#### [What the exercise asks]
Show every line of the records below that contains the word "asphalt", treating uppercase and lowercase letters as different.

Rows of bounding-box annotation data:

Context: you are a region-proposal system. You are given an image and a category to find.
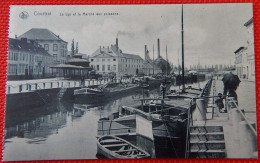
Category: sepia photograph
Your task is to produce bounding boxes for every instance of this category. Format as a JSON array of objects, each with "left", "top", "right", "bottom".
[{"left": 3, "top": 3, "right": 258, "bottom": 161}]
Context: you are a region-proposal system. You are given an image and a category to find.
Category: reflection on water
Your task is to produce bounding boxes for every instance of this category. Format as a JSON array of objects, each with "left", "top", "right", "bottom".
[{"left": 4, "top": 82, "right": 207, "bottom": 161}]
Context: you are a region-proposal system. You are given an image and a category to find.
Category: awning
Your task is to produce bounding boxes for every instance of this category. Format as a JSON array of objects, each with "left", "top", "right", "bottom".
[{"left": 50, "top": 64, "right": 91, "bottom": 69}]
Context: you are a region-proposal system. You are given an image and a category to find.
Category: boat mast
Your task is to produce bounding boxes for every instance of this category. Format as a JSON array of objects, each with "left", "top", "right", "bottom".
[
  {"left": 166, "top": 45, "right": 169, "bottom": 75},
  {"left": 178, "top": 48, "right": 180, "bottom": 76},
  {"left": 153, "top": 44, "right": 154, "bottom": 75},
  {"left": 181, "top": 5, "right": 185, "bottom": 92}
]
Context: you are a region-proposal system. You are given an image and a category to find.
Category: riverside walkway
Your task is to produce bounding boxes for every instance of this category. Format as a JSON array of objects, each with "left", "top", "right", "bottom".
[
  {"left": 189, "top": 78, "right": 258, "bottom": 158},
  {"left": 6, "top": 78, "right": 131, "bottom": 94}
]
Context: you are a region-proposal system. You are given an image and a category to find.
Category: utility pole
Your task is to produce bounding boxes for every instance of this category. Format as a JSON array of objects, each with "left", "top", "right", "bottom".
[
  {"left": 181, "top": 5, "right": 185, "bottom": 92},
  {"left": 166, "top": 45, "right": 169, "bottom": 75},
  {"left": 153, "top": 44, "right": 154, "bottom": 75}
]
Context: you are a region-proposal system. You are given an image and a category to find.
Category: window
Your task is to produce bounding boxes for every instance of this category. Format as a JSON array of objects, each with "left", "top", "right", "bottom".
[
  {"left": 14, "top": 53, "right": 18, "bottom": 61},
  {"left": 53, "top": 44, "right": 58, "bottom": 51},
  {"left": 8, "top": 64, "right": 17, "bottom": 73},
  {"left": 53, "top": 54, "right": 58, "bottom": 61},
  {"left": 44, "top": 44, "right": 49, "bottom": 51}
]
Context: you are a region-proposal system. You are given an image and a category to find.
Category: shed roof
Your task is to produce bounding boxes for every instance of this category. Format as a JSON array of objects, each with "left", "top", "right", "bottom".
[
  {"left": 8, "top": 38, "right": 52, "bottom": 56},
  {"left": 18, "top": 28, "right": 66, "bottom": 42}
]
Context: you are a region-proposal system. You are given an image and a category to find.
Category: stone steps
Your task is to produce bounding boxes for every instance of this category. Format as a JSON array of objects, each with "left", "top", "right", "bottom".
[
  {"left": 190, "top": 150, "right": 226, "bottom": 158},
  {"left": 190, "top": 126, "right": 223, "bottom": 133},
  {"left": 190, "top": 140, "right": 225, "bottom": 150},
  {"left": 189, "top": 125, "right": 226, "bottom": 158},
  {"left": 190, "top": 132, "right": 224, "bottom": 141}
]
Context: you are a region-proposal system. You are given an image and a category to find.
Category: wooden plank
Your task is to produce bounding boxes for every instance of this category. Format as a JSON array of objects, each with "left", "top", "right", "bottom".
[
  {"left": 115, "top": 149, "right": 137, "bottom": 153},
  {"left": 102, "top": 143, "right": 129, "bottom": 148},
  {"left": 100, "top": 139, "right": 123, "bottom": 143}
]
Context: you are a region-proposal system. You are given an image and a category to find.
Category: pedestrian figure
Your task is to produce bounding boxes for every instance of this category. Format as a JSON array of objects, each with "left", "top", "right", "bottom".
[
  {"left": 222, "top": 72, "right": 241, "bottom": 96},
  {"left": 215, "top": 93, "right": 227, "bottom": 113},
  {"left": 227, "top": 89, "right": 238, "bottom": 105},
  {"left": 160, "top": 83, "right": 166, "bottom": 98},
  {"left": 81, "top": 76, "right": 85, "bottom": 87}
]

...

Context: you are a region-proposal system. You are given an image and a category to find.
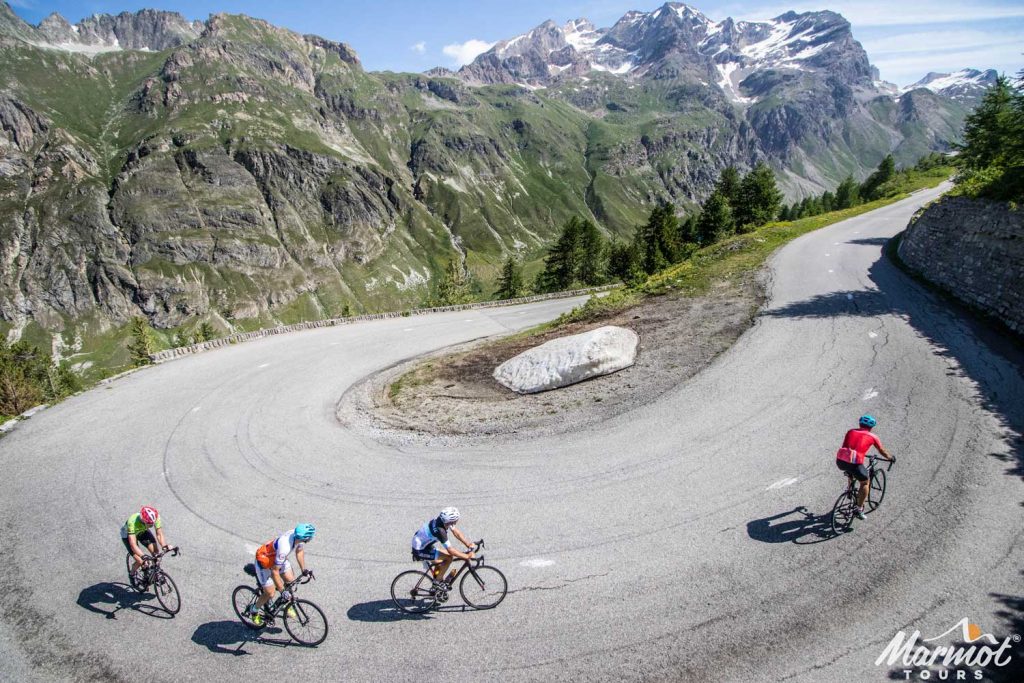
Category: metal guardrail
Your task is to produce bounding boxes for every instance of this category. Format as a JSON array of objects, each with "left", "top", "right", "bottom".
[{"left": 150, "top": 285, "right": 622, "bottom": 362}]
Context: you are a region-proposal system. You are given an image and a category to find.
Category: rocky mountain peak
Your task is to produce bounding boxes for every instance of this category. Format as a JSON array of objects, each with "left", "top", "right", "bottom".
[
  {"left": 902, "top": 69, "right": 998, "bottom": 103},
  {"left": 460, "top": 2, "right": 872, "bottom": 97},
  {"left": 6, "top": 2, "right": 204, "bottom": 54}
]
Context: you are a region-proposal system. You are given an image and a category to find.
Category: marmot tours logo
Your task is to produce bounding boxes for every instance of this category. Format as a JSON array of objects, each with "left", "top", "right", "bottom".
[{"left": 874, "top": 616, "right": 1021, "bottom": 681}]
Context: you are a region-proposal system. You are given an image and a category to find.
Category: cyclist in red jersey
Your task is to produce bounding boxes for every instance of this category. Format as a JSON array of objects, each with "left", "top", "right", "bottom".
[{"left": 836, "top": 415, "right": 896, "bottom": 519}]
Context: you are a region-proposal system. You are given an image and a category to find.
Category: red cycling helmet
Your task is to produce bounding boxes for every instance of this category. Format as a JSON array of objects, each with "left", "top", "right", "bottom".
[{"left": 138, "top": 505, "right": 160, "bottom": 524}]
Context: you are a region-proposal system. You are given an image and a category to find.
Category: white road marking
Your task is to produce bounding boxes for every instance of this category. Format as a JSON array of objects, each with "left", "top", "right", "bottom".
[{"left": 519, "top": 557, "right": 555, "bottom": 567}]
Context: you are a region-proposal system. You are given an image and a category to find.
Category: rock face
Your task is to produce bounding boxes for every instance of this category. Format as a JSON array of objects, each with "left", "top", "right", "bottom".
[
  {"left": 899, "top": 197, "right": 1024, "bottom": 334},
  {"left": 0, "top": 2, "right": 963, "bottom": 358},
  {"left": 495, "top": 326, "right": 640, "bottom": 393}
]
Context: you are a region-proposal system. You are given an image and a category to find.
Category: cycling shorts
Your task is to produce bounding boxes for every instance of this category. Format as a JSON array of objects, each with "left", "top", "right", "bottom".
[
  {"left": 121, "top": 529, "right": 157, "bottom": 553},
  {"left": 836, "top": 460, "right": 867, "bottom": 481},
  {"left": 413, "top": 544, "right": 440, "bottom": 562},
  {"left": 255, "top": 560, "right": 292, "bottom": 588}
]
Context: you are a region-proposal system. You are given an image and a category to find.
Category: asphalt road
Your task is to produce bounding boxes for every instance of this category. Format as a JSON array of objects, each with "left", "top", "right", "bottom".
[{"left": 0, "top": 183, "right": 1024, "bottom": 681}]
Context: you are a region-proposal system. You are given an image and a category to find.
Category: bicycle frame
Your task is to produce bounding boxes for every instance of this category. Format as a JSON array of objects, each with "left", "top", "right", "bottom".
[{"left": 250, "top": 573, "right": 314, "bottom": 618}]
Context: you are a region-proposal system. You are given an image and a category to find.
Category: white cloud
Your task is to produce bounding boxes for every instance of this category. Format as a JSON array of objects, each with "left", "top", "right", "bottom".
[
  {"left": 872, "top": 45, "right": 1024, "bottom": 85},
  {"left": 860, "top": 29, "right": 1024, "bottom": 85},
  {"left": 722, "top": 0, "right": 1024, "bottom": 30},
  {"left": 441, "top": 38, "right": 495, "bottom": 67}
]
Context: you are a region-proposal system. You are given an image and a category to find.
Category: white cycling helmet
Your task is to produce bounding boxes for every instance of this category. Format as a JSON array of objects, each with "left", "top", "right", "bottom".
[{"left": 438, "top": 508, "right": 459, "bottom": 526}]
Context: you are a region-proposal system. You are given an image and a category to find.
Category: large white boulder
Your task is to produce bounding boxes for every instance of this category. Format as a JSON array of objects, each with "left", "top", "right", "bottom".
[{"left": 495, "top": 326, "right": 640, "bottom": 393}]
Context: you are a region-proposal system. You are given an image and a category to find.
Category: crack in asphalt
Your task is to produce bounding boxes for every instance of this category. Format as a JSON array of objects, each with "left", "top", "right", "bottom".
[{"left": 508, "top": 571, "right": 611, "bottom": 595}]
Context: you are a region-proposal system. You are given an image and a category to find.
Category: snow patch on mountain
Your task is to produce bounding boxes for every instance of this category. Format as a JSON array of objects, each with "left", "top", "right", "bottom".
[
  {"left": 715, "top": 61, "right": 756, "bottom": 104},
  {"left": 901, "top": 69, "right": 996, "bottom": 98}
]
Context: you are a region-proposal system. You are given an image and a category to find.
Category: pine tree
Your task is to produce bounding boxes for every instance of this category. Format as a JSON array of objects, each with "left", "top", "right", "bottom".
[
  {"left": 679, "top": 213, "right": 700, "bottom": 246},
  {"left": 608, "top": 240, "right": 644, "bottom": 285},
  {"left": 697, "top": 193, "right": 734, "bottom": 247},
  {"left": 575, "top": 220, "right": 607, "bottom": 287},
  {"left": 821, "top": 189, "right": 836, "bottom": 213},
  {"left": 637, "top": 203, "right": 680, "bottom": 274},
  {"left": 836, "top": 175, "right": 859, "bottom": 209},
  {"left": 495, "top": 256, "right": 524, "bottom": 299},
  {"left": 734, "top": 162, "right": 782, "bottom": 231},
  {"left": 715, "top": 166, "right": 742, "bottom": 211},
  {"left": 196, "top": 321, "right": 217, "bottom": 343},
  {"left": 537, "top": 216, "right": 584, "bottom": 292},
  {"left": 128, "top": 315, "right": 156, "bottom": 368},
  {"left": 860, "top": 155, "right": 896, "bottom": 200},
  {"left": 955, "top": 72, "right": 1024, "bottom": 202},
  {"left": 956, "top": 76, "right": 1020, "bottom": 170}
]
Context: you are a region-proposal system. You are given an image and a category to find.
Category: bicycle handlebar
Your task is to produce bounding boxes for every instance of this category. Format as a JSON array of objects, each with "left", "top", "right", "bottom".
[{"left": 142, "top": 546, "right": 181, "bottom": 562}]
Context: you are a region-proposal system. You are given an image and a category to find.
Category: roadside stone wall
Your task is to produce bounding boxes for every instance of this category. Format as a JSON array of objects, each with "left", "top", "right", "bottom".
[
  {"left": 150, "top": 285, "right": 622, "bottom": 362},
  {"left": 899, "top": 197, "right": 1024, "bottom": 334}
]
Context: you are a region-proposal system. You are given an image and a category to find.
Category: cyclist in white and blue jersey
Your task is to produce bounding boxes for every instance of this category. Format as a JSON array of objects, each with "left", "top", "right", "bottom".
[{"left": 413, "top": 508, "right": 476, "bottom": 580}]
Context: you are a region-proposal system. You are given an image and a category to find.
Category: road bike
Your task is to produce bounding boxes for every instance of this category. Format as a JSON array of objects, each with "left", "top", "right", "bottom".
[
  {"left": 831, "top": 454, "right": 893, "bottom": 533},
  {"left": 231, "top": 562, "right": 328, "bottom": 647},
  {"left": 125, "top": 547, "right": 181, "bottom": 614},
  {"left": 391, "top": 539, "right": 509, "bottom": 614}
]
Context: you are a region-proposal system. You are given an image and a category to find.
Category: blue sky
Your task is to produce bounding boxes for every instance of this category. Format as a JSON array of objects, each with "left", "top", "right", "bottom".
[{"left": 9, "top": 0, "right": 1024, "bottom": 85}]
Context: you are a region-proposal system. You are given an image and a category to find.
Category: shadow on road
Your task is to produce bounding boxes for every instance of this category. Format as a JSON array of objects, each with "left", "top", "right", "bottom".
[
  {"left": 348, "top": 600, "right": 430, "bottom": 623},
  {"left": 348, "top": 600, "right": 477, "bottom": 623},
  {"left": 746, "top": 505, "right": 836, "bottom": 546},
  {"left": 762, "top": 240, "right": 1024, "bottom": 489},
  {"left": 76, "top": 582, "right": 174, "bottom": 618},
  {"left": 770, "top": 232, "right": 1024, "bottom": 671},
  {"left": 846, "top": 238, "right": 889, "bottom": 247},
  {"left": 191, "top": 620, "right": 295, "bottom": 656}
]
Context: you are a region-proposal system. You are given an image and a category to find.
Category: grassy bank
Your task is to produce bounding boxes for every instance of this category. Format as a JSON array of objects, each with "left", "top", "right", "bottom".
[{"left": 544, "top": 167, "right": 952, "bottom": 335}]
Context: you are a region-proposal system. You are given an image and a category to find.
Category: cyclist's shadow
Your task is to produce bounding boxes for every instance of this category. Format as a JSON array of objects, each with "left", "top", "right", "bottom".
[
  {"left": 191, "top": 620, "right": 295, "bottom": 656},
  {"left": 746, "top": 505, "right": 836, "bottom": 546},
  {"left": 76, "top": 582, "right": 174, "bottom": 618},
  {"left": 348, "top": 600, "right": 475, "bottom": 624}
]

---

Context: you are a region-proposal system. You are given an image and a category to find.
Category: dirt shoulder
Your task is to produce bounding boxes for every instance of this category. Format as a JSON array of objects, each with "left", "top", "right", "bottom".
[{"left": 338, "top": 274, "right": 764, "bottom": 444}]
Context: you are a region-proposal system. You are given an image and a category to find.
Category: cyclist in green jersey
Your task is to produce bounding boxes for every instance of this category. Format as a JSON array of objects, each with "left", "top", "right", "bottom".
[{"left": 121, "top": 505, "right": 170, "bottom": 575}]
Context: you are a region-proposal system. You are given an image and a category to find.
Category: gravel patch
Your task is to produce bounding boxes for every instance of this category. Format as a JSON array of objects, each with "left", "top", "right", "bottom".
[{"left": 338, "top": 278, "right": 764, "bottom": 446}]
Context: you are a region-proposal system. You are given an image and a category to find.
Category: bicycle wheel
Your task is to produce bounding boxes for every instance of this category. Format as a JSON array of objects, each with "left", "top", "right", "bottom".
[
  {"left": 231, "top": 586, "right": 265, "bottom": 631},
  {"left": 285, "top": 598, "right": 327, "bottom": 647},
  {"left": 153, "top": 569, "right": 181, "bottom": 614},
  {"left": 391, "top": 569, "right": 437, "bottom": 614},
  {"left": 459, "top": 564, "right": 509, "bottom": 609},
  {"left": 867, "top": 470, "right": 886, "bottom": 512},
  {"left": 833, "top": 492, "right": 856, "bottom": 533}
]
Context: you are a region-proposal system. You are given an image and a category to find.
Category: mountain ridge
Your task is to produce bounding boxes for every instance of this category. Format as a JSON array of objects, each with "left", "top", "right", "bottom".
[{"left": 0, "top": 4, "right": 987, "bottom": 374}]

#### [Answer to this task]
Category: asphalt road
Category: crack in asphalt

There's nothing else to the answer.